Katie’s writing test: less AI smell, or just less personality?
Katie jumped in from Claude Code to stress-test the writing side, especially whether 4.7 reduced the usual "AI smell." Her side-by-side article intros showed the tradeoff clearly: Opus 4.6 produced more surprising, voicey lines like "Cloudy with a chance of unemployment," while 4.7 was cleaner and more systematic but also flatter, less like her actual cadence. Her early reach test was blunt: if she had to go back to work right away, she’d default to 4.6 for writing.
Brandon’s OpenClaw and P&L verdict: accurate numbers, lazier analysis
Brandon’s strongest complaint wasn’t that 4.7 got things wrong — it mostly got the numbers right — but that it stopped too early. In monthly P&L analysis, 4.6 had previously surfaced non-obvious accounting issues like failed Mercury transactions inflating product costs, while 4.7 mostly described obvious month-over-month changes unless heavily pushed. He saw the same pattern in app-building tasks too: 4.7 often completed the assignment, but in a more shallow or "lazy" way than 4.6.
_ _ _ _ _
# ACTION ITEM:
Answer these questions using the study text above.
1. Which model would Katie default to for writing if she had to go back to work right away?
2. In monthly P&L analysis, what accounting issue had 4.6 previously surfaced?
3. What line is quoted as an example of Opus 4.6's voicey output?
_ _ _ _ _
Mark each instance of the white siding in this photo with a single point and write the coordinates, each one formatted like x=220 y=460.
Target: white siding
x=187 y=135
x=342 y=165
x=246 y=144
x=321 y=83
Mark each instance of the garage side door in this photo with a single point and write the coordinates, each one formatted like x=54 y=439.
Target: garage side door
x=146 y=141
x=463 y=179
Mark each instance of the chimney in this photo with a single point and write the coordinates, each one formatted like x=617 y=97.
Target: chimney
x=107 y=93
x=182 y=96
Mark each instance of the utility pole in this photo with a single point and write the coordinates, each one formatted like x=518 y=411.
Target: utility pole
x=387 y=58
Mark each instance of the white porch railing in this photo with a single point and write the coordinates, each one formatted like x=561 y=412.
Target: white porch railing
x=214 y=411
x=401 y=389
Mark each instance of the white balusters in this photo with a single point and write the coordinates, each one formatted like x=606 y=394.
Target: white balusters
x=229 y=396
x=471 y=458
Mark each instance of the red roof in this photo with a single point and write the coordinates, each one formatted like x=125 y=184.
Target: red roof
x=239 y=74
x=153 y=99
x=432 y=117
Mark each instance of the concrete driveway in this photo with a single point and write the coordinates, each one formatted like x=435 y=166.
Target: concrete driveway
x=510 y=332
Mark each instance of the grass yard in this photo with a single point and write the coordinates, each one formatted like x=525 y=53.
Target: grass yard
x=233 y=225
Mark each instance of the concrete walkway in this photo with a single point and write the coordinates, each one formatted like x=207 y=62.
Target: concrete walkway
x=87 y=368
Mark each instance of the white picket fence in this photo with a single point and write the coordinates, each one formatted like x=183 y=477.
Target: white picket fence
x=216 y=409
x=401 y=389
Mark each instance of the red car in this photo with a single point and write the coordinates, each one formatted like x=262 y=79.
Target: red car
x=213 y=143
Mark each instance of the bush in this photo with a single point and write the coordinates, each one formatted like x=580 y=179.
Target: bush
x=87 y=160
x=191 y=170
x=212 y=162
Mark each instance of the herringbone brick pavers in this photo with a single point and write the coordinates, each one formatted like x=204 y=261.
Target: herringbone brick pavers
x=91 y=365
_ _ _ _ _
# ANSWER TO THE EXERCISE:
1. Opus 4.6.
2. Failed Mercury transactions that inflated product costs.
3. "Cloudy with a chance of unemployment."